**EXERCISE DIRECTIONS**
Pictures do not belong in the copy; transcribe everything else in the records exactly.

**AVAILABLE RECORDS**

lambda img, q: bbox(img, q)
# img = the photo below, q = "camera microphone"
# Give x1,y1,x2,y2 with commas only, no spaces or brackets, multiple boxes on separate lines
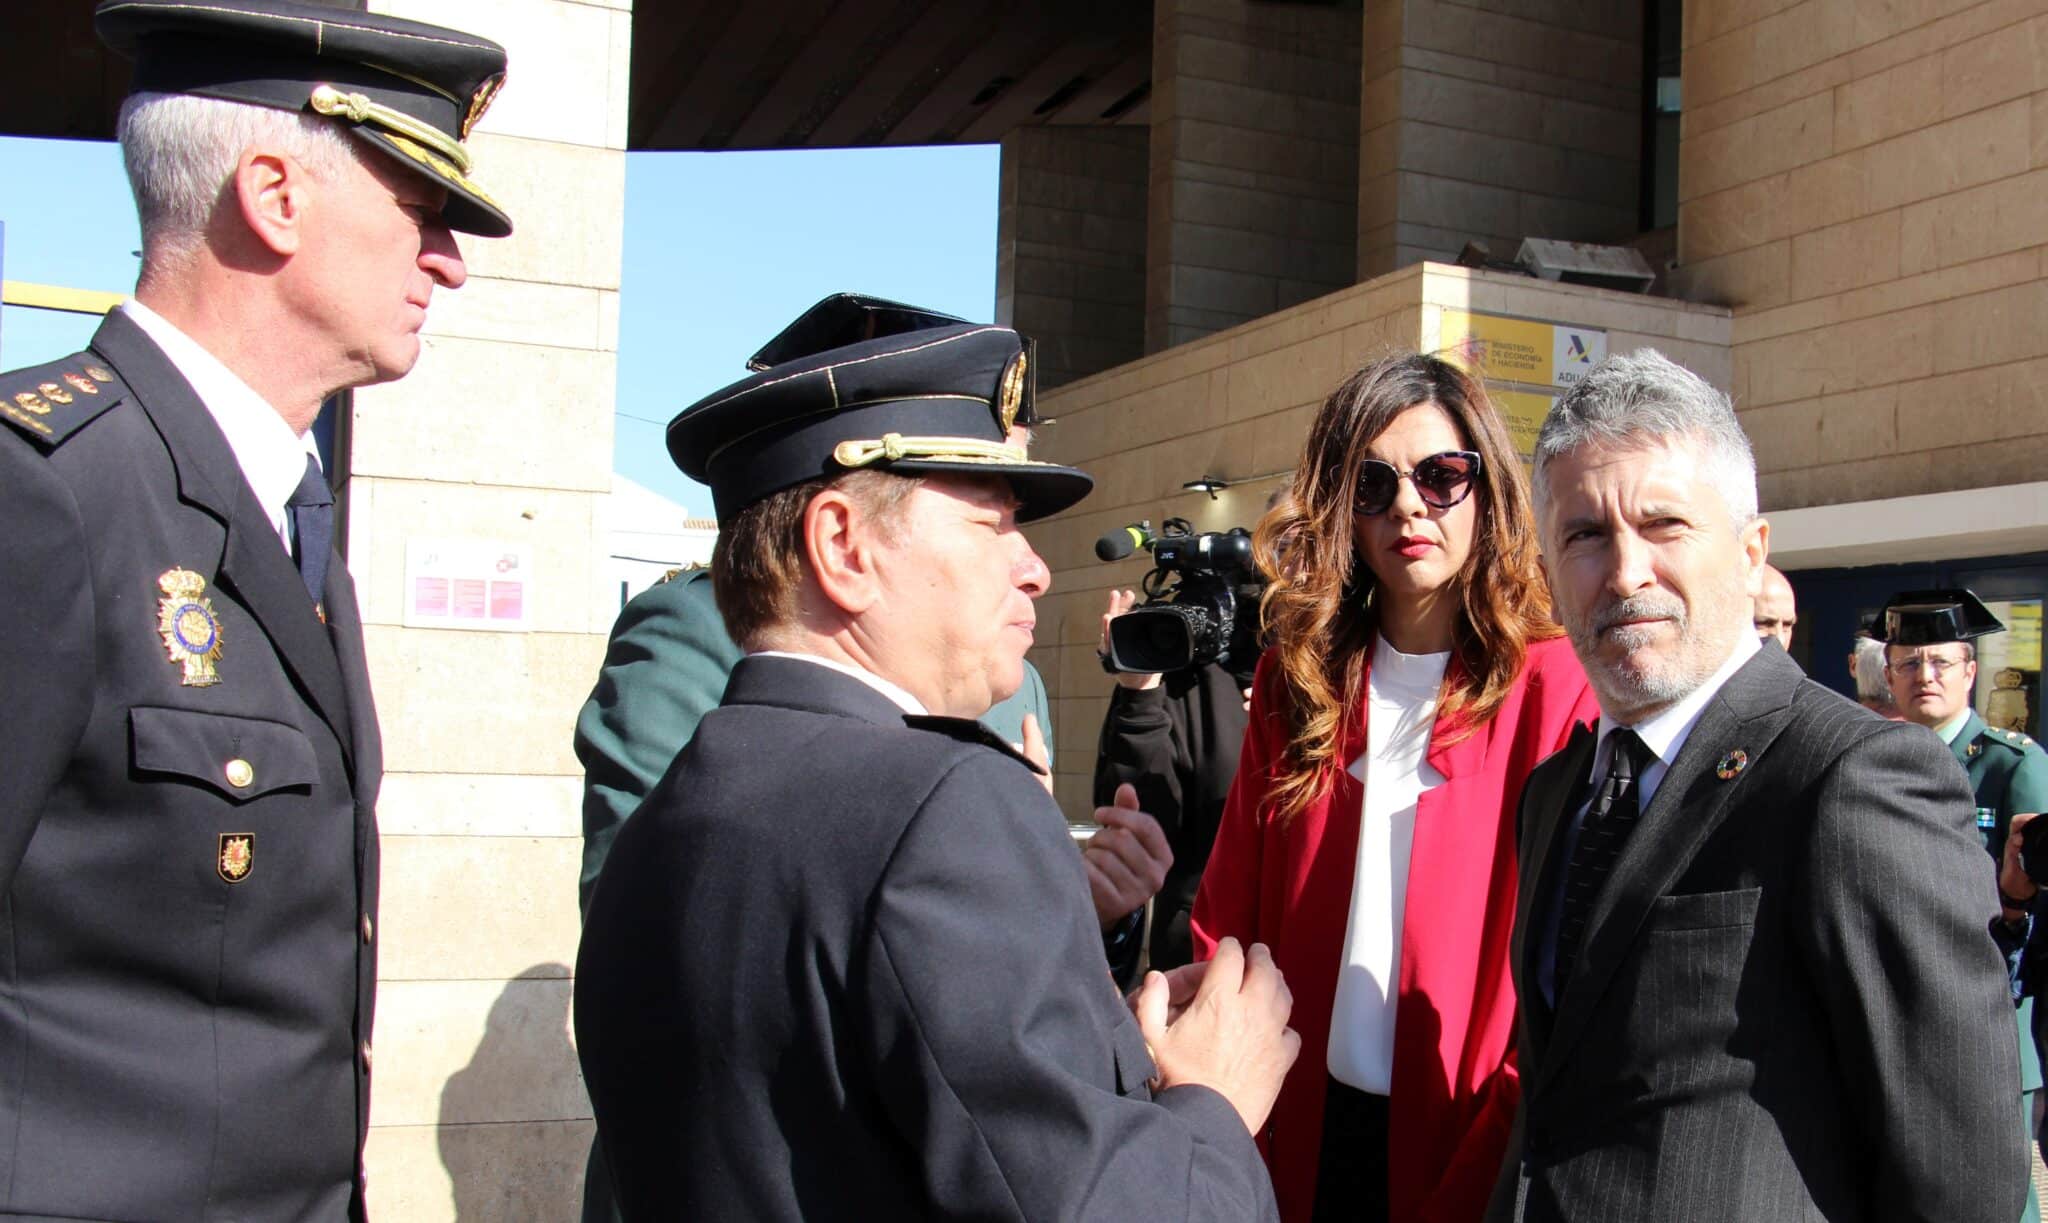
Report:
1094,523,1153,562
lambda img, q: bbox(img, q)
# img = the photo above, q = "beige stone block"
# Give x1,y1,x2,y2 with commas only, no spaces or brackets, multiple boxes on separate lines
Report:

**REPLY**
lambda img, q: bbox(img, q)
# img = the photo below, q = "camera microphone"
# Give x1,y1,x2,y2 with commas only, no spaces or brackets, multiple boxes on separate lines
Report:
1094,523,1153,562
lambda img, q: bbox(img, q)
# img = the photo above, q = "beige stone block"
# Give x1,y1,x2,y2 with commas only, no spaces or brackets, multiple boxes on separate lines
Report:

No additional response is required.